> [GIVEN REQUEST] Please recast every line of the rows below as a JSON list of strings, one string per line, and leave out any blank lines.

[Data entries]
* START *

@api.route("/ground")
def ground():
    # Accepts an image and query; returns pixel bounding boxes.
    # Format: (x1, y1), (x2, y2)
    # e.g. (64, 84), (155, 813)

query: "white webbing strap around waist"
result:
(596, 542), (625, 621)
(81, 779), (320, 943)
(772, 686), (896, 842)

* END *

> [ANSWER TO THIS PROBLEM]
[
  "@api.route(\"/ground\")",
  "def ground():",
  "    # Accepts an image and query; returns pixel bounding boxes.",
  "    # Format: (x1, y1), (x2, y2)",
  "    # e.g. (64, 84), (155, 813)",
  "query: \"white webbing strap around waist\"",
  "result:",
  "(596, 542), (625, 621)",
  "(81, 779), (320, 943)",
  "(772, 686), (896, 842)"
]